Teks Pilihan:
Ancaman Pragmatisme dalam Pemilu

Oleh :
Maswan
Maswan, adalah Dosen Unisnu Jepara, Kandidat Doktor Unnes, Anggota Dewan Pendidikan Provinsi Jawa Tengah 

Dalam penelenggaraan Pemilihan Umum (Pemilu), baik pilpres, pilleg, pilkada (pilgub/pilbub) bahkan pilpet telah diatur dalam perundang-undangan mengenai sanksi pidana dari pelanggaran politik uang (money politinc), namun realitasnya pelanggaran yang dilakukan oleh calon peserta pemilu tetap terjadi, dan anehnya dari pelanggaran tersebut jarang yang mendapat sanksi secara hukum.
Sebut saja, Pemilihan Kepala Daerah (Pilkada), yang kini dilakukan secara serentak telah diatur dalam Undang-undang Nomor 10 Tahun 2016 sebagaimana perubahan UU Nomor 8 Tahun 2015 tentang sanksi pidana bagi pihak manapun yang menjalankan praktik politik uang.
Mengenai sanksi dalam pasal 187 poin A hingga D dalam UU Nomor 10 Tahun 2016, tersebut disebut bahwa orang yang terlibat politik uang sebagai pemberi bisa dipenjara paling singkat 36 bulan dan paling lama 72 bulan. Selain hukuman badan, pelaku juga dikenakan denda paling sedikit Rp 200 juta dan paling banyak Rp 1 miliar.
Ketentuan pidana tersebut, tidak hanya berlaku kepada pemberi, tetapi penerima uang berbau politik itu juga dikenakan sanksi pidana yang sama dengan pihak pemberi. Sekalipun ancaman hukuman sangat berat, tetapi pelaku politik uang ini tidak pernah surut, pelakunya tetap berjalan melenggang seolah-olah tidak ada beban.
Pertanyaannya, mengapa setiap kali ada pemilihan umum, pileg, pilpres dan pilkada tetap ada saja politik uang, padahal para pelaku sebagai calon pimpinan bangsa tersebut sudah berjanji tidak melakukan hal tersebut?
Mencederai Demokrasi
Seperti yang banyak diungkap di media massa, bahwa, Politik uang dengan segala bentuknya telah lama mencederai demokrasi dan merusak hasil pilkada. Bentuk-bentuk politik uang seperti pemberian uang tunai, barang, dan janji-janji politik merupakan teror nyata terhadap otonomi pemilih. Politik uang merupakan bagian dari politik transaksional yang berujung pada jual-beli suara. Mereka yang terpilih karena politik transaksional terbebani untuk mengembalikan modal. (Suara Merdeka, 19/2/2018)
Mencermati sanksi politik uang sangat berat dan mengerikan, harusnya tidak ada yang berani melanggar. Dan mestinya para calon pemimpin sudah memahami betul bahwa politik uang adalah sebuah pelanggaran hukum ketatanegaraan dan pelanggaran hukum agama. Dalam hukum agama, politik uang itu termasuk kategori suap menyuap dan ini dilaknat oleh Allah SWT.

Data yang Diberikan:
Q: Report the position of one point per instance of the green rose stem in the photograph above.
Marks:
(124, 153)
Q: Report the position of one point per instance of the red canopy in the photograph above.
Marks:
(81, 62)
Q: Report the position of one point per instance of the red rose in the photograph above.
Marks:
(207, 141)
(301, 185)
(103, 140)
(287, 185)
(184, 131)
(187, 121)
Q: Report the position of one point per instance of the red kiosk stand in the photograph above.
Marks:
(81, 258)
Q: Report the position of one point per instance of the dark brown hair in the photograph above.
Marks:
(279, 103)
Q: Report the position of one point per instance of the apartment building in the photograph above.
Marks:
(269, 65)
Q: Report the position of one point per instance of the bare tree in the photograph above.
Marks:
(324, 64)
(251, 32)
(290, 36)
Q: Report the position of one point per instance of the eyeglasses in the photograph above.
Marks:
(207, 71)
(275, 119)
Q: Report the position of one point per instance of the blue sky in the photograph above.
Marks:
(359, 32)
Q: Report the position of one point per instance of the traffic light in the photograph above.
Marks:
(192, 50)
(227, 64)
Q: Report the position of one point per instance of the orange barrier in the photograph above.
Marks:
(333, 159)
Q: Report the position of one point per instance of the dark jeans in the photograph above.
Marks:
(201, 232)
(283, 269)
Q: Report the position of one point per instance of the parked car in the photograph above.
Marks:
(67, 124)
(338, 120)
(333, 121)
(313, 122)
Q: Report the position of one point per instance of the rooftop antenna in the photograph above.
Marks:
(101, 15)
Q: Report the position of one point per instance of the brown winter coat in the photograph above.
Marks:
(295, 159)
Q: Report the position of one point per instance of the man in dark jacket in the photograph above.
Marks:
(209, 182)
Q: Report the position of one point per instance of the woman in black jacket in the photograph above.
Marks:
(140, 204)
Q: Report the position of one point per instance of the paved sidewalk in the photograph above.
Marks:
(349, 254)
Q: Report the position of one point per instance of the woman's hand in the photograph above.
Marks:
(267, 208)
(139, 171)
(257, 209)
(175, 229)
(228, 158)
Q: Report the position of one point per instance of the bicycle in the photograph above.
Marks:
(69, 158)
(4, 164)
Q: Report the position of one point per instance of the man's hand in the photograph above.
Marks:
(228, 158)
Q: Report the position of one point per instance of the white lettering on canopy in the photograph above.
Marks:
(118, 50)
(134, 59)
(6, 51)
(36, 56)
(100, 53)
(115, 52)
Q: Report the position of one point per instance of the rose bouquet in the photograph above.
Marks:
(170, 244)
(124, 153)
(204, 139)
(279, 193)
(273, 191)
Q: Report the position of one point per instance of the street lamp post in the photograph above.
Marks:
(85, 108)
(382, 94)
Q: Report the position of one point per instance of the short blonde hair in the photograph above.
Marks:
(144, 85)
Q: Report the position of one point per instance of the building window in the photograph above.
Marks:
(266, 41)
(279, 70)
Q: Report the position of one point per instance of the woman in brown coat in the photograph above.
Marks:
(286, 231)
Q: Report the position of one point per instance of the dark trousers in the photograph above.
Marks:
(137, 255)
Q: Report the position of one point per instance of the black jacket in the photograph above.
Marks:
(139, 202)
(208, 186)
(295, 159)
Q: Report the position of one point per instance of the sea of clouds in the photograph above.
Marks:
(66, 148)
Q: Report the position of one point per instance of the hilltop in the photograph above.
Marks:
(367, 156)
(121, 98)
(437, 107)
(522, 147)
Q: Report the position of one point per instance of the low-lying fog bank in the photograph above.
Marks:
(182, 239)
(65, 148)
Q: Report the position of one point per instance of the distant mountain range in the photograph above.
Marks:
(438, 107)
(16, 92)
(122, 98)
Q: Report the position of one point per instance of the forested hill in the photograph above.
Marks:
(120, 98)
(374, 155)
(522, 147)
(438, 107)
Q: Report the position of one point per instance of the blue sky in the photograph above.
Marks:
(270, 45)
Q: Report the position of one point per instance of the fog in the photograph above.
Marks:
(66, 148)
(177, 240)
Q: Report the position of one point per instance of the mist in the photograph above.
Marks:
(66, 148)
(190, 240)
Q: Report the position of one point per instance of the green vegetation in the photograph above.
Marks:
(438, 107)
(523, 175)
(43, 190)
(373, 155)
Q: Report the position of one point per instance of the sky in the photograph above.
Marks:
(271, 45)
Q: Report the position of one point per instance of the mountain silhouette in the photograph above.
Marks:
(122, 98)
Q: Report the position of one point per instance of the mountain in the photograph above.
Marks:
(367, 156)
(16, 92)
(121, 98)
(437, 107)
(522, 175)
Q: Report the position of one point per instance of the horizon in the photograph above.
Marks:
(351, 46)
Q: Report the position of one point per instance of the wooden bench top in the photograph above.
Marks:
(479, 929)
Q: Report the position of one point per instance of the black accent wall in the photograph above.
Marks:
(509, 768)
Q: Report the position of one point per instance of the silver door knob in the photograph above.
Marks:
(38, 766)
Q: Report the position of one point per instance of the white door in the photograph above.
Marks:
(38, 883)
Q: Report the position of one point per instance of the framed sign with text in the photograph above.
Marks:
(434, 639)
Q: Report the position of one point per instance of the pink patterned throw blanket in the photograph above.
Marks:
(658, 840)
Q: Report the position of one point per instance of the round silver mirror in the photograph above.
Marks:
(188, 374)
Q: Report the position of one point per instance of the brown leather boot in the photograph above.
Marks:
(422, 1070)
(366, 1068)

Soal Latihan:
[1] Pilih setiap baris catatan yang memuat kata "hand". Huruf besar dan kecil dibedakan.
[2] Tuliskan lanjutan artikel tentang politik uang dalam pemilu, dimulai setelah kalimat terakhir yang tercantum.

Kunci Jawaban:
[1]
Q: Report the position of one point per instance of the woman's hand in the photograph above.
Q: Report the position of one point per instance of the man's hand in the photograph above.

[2]
Dengan tidak ada rasa was-was dan tersembunyi, para calon yang tampil di pilkada tersebut sudah menyiapkan sejumlah uang untuk para pemilih. Menariknya, justru para simpatisan, pendukung dan para calo bersepakat dengan calon yang diusung untuk menentukan jumlah nominal uang beramplop untuk satu suara.
Memang bahasa yang digunakan tidak politik uang, tetapi diubah menjadi uang stimulan agar masyarakat mau menggunakan hak suaranya. Dengan menggunakan bahasa uang stimulan, uang ganti bensin atau apapun bahasanya, kesannya tidak ada unsur suap menyuap. Dengan demikian, peemberian amplop kepada pemilih seolah-olah tidak ada rahasia lagi. Masyarakat secara terbuka juga sudah termindset pada pikiran, setiap ada pemilu pikirannya pada amplop berisi uang, kalau tidak ada amplopnya tidak mau memilihnya.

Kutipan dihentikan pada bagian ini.